EXERCISE GOAL:
Reproduce everything from the line containing "tag the rock formation" down to the end of the data, substituting "gravel path" for "dirt trail" and leaving every other character unchanged.

DATASET RECORDS:
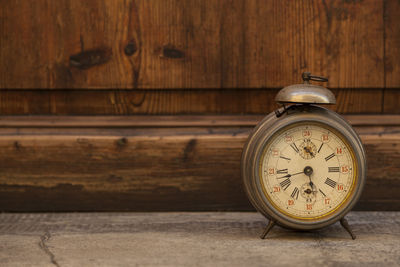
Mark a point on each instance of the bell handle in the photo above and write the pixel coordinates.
(307, 77)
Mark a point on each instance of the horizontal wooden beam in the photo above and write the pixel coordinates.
(152, 44)
(178, 102)
(168, 121)
(160, 163)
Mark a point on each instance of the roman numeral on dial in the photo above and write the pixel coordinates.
(319, 149)
(285, 184)
(295, 193)
(330, 156)
(322, 192)
(293, 145)
(333, 169)
(281, 171)
(330, 182)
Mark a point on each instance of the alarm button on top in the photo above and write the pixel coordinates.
(306, 93)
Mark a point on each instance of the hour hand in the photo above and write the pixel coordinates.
(286, 176)
(289, 175)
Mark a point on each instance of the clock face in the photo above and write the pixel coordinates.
(308, 171)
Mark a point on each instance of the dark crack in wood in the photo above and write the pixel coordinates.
(43, 246)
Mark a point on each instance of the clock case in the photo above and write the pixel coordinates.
(284, 117)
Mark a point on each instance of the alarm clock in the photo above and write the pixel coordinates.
(304, 166)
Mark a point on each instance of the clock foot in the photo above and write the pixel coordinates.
(346, 226)
(267, 229)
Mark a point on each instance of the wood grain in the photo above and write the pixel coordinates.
(142, 168)
(392, 43)
(162, 102)
(154, 44)
(391, 97)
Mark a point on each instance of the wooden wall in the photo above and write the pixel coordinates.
(146, 104)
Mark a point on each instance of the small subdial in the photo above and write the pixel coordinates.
(309, 193)
(308, 150)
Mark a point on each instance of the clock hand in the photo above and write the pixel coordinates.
(309, 151)
(289, 175)
(308, 171)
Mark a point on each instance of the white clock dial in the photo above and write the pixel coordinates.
(307, 171)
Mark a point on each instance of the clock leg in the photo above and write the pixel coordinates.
(267, 229)
(346, 226)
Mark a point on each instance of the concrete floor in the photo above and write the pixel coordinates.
(192, 239)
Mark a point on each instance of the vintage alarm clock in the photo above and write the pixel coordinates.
(304, 166)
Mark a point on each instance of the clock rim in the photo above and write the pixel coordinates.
(271, 125)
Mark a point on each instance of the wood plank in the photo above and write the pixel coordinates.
(143, 169)
(169, 121)
(192, 44)
(392, 45)
(135, 102)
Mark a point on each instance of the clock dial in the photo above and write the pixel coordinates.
(308, 171)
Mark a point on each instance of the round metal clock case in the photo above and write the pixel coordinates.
(279, 206)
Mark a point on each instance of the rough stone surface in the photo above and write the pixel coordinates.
(192, 239)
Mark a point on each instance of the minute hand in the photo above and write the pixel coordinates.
(289, 175)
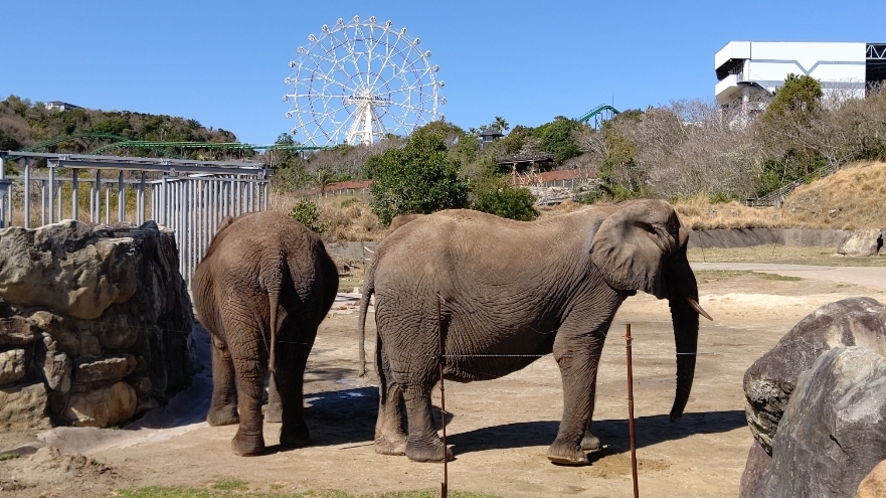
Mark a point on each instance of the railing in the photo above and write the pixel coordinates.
(189, 197)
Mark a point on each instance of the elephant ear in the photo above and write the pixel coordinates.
(633, 243)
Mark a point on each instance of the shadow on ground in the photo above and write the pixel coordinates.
(613, 433)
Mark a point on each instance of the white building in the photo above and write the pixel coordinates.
(746, 70)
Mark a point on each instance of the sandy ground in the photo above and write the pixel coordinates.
(499, 430)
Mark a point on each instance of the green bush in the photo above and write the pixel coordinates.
(307, 213)
(421, 177)
(514, 203)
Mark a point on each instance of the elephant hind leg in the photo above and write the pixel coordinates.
(290, 381)
(423, 443)
(390, 438)
(223, 406)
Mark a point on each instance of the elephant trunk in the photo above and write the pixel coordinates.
(683, 301)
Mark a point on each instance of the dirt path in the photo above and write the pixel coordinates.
(499, 430)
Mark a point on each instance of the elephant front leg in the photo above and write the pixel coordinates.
(223, 406)
(274, 408)
(579, 373)
(390, 438)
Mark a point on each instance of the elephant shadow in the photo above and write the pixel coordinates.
(648, 430)
(342, 417)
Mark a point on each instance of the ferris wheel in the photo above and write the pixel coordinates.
(359, 81)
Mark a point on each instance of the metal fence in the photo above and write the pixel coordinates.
(189, 197)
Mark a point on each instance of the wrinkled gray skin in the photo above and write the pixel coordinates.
(262, 290)
(518, 288)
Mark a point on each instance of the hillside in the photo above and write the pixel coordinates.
(851, 198)
(24, 124)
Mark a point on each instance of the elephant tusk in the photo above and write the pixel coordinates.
(697, 308)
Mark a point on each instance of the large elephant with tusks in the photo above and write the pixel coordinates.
(509, 292)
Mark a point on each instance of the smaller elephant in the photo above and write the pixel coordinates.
(262, 289)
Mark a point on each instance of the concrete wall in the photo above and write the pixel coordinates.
(804, 237)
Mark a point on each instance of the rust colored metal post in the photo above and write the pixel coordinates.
(628, 340)
(444, 486)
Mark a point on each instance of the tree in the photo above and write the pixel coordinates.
(785, 131)
(421, 177)
(557, 137)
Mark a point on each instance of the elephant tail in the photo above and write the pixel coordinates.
(368, 290)
(273, 286)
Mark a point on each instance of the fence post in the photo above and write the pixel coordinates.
(74, 194)
(51, 189)
(628, 340)
(27, 222)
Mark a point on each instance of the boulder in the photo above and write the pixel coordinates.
(63, 331)
(23, 407)
(104, 369)
(874, 484)
(102, 407)
(67, 268)
(770, 381)
(757, 464)
(57, 368)
(861, 242)
(833, 432)
(112, 314)
(12, 366)
(16, 331)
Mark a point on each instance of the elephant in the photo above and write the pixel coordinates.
(262, 289)
(508, 292)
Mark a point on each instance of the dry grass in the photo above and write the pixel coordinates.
(774, 253)
(345, 218)
(849, 199)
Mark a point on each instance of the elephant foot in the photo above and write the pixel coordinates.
(567, 454)
(295, 438)
(247, 445)
(591, 443)
(427, 451)
(395, 446)
(222, 415)
(274, 413)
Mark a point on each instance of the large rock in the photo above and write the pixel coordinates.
(862, 242)
(66, 267)
(102, 407)
(56, 368)
(105, 369)
(112, 313)
(62, 330)
(874, 484)
(12, 366)
(757, 464)
(833, 432)
(23, 408)
(771, 380)
(16, 331)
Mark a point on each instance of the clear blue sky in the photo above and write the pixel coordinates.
(223, 63)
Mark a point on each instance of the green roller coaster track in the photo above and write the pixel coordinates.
(121, 142)
(597, 112)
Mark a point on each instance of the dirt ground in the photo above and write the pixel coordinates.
(499, 430)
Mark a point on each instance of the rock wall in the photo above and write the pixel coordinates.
(95, 324)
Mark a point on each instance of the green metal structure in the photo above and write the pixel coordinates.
(598, 114)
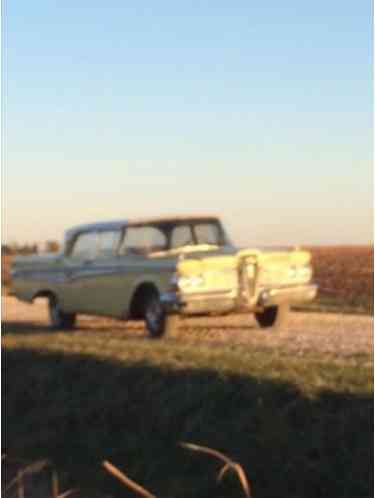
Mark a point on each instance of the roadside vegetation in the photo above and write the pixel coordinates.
(344, 274)
(299, 427)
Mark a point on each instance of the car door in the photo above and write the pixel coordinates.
(76, 289)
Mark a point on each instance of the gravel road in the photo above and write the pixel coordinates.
(339, 336)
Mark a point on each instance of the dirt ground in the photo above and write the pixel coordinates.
(339, 336)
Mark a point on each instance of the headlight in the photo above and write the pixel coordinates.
(186, 282)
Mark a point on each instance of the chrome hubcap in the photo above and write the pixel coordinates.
(154, 313)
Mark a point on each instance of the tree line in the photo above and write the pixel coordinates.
(25, 249)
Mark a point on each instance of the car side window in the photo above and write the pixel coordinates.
(181, 236)
(143, 240)
(85, 246)
(108, 242)
(207, 233)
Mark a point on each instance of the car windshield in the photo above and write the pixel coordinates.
(197, 233)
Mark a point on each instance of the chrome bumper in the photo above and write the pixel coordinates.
(212, 302)
(292, 295)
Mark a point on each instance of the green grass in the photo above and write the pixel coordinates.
(299, 427)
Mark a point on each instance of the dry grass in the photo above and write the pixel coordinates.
(345, 275)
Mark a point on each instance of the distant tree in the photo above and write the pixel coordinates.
(52, 246)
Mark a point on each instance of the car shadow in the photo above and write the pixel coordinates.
(125, 328)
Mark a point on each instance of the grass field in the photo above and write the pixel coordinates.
(299, 419)
(295, 408)
(345, 275)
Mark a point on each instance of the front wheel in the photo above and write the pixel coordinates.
(272, 316)
(59, 319)
(158, 322)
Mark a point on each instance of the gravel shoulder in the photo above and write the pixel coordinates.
(341, 337)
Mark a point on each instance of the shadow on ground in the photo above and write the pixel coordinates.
(79, 410)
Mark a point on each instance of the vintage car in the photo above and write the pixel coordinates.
(160, 269)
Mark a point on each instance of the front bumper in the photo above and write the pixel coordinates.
(197, 303)
(225, 301)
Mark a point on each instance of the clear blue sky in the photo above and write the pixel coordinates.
(260, 111)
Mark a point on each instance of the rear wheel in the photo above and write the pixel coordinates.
(59, 319)
(272, 316)
(158, 322)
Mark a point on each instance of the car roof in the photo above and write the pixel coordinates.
(118, 224)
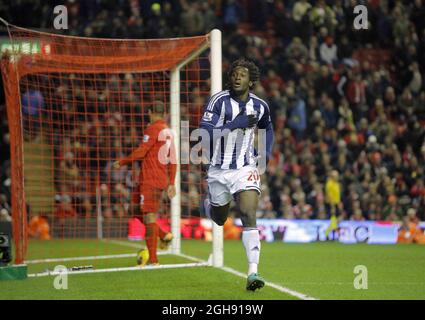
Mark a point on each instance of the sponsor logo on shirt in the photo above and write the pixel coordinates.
(207, 116)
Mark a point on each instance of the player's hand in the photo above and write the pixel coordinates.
(243, 121)
(171, 192)
(116, 165)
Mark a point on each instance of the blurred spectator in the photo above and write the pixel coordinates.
(328, 51)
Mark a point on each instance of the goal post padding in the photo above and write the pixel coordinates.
(93, 96)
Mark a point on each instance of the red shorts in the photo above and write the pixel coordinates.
(148, 197)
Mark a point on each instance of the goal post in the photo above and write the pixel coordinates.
(76, 104)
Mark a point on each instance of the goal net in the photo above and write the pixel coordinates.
(75, 105)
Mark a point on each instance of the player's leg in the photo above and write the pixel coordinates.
(246, 190)
(150, 198)
(217, 204)
(247, 202)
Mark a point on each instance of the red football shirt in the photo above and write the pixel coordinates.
(157, 153)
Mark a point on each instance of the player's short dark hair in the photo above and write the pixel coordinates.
(254, 71)
(157, 107)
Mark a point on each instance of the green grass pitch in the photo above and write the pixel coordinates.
(319, 270)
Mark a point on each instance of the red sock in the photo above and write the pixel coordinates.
(152, 241)
(161, 232)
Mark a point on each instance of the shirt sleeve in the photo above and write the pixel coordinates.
(266, 123)
(172, 166)
(149, 139)
(211, 113)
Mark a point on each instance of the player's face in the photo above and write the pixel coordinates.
(240, 80)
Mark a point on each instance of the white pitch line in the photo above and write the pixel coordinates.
(293, 293)
(132, 245)
(280, 288)
(111, 256)
(165, 266)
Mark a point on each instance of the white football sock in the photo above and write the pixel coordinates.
(251, 241)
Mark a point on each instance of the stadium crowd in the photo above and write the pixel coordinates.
(339, 117)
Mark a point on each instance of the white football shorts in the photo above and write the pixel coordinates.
(223, 184)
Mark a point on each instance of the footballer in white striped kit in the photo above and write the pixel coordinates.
(231, 117)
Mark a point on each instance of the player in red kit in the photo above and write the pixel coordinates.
(157, 174)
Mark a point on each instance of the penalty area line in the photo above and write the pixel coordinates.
(293, 293)
(145, 268)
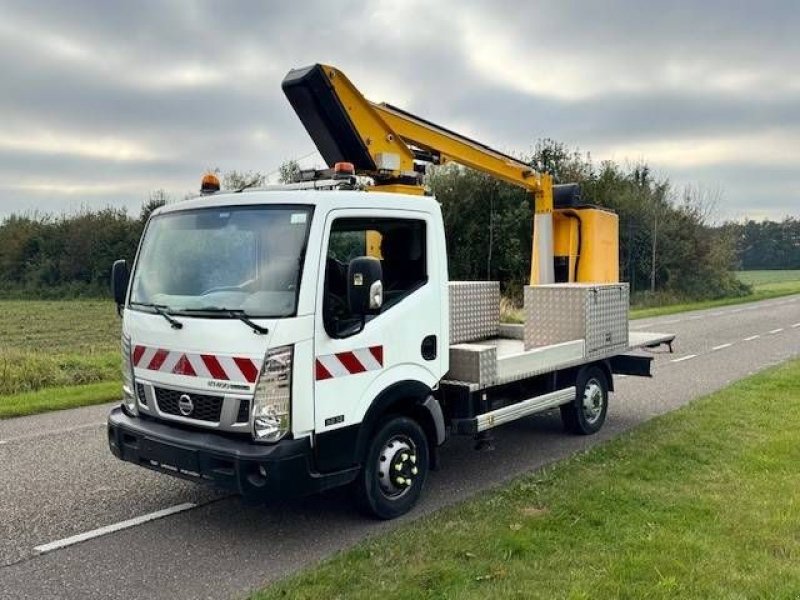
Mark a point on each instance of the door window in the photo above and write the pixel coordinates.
(402, 256)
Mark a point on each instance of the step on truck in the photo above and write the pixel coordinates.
(283, 341)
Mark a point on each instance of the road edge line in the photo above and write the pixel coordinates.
(107, 529)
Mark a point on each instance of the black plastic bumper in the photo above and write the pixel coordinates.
(281, 470)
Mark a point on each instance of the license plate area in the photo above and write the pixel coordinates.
(170, 458)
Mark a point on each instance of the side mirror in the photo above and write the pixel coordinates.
(364, 286)
(119, 283)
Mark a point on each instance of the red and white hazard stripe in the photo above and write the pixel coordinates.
(340, 364)
(209, 366)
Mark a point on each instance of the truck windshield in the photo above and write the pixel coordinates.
(245, 258)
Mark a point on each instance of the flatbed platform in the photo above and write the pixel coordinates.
(503, 359)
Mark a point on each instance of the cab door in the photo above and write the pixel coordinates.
(353, 363)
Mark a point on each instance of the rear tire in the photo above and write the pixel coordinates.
(394, 470)
(586, 414)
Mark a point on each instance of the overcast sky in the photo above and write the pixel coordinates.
(102, 102)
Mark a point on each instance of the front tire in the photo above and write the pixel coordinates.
(394, 470)
(586, 414)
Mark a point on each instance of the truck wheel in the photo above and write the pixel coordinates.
(394, 470)
(586, 414)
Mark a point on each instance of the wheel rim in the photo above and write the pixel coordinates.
(397, 466)
(592, 401)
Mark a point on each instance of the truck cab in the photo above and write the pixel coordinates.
(267, 334)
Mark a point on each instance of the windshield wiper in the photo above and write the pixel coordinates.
(161, 310)
(231, 312)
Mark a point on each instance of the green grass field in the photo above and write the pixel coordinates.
(48, 346)
(703, 502)
(761, 278)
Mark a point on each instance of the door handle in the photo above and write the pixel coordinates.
(428, 348)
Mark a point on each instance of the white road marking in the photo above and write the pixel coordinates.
(32, 436)
(94, 533)
(682, 358)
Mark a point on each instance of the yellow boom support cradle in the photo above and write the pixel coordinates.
(384, 143)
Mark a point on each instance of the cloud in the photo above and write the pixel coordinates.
(103, 102)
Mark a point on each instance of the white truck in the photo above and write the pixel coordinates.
(284, 341)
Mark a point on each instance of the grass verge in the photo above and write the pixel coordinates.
(761, 292)
(58, 398)
(699, 503)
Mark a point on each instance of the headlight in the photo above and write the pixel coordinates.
(128, 395)
(272, 400)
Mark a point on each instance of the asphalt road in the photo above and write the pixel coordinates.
(58, 480)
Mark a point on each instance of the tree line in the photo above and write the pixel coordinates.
(667, 244)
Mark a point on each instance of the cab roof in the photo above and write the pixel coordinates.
(322, 199)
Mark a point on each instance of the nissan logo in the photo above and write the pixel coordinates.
(185, 405)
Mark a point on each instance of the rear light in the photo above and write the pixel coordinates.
(272, 400)
(128, 394)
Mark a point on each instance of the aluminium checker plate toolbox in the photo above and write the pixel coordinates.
(596, 313)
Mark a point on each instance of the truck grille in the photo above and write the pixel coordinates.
(243, 416)
(206, 408)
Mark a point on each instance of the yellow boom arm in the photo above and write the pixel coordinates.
(384, 142)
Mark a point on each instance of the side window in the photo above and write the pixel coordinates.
(403, 259)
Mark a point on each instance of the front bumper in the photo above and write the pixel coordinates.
(281, 470)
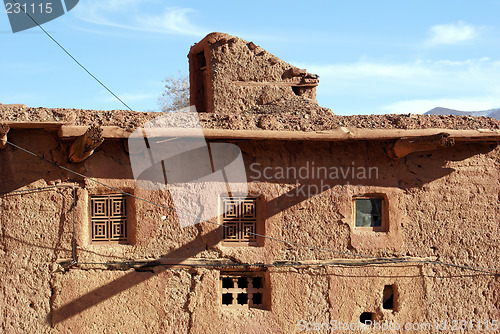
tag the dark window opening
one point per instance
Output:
(245, 289)
(242, 298)
(366, 318)
(242, 283)
(257, 298)
(306, 91)
(227, 298)
(257, 282)
(227, 283)
(388, 297)
(198, 73)
(368, 212)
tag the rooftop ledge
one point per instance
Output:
(338, 134)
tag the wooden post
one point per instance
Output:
(84, 146)
(4, 129)
(404, 146)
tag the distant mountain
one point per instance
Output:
(495, 113)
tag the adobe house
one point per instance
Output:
(360, 221)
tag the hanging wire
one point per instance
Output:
(383, 260)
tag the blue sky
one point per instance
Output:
(373, 57)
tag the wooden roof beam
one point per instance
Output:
(404, 146)
(84, 146)
(4, 129)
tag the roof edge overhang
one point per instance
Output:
(66, 131)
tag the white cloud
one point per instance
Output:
(411, 87)
(451, 33)
(135, 15)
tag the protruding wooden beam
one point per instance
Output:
(84, 146)
(4, 129)
(404, 146)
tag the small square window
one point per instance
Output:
(240, 219)
(369, 212)
(108, 217)
(240, 290)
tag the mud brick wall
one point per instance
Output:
(441, 205)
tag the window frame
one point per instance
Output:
(249, 291)
(258, 226)
(108, 219)
(384, 227)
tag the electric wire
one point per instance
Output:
(383, 259)
(76, 61)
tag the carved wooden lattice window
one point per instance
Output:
(240, 219)
(240, 290)
(109, 217)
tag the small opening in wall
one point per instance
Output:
(257, 298)
(388, 297)
(227, 298)
(306, 91)
(369, 212)
(242, 282)
(199, 65)
(257, 283)
(227, 283)
(242, 298)
(366, 318)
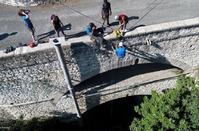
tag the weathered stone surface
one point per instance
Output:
(28, 77)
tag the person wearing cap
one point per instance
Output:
(120, 50)
(106, 12)
(24, 14)
(57, 24)
(123, 20)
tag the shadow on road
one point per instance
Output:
(5, 35)
(129, 18)
(52, 32)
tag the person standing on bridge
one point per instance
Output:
(25, 17)
(106, 11)
(57, 24)
(120, 50)
(123, 20)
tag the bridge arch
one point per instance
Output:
(125, 81)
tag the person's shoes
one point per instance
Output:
(108, 25)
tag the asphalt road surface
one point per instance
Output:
(141, 12)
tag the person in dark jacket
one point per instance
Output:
(26, 18)
(106, 11)
(57, 24)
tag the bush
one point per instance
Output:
(175, 109)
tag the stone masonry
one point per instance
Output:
(30, 75)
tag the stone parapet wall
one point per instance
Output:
(34, 74)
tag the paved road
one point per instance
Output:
(13, 31)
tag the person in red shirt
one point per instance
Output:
(123, 20)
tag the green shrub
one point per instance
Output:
(175, 109)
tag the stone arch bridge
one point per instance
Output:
(31, 77)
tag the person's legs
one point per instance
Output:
(32, 31)
(57, 32)
(107, 18)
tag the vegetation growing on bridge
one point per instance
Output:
(175, 109)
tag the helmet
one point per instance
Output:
(121, 44)
(116, 17)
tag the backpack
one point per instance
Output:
(106, 7)
(117, 33)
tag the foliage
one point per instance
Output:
(175, 109)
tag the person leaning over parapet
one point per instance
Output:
(123, 20)
(25, 17)
(96, 34)
(57, 24)
(106, 11)
(93, 31)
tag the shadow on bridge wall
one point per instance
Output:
(86, 59)
(92, 88)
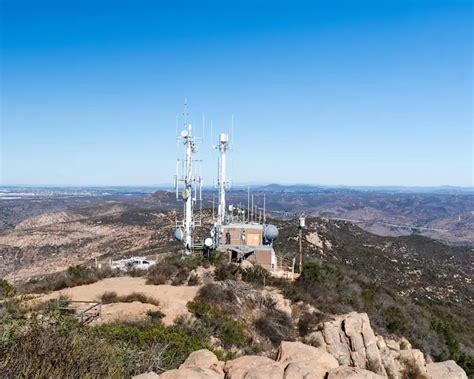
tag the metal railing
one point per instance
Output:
(91, 312)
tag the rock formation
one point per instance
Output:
(345, 347)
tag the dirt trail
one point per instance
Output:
(173, 299)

RESULT BELOW:
tag the rock formation
one point per instance
Output:
(345, 347)
tag the gravel path
one point per instance
Output:
(173, 299)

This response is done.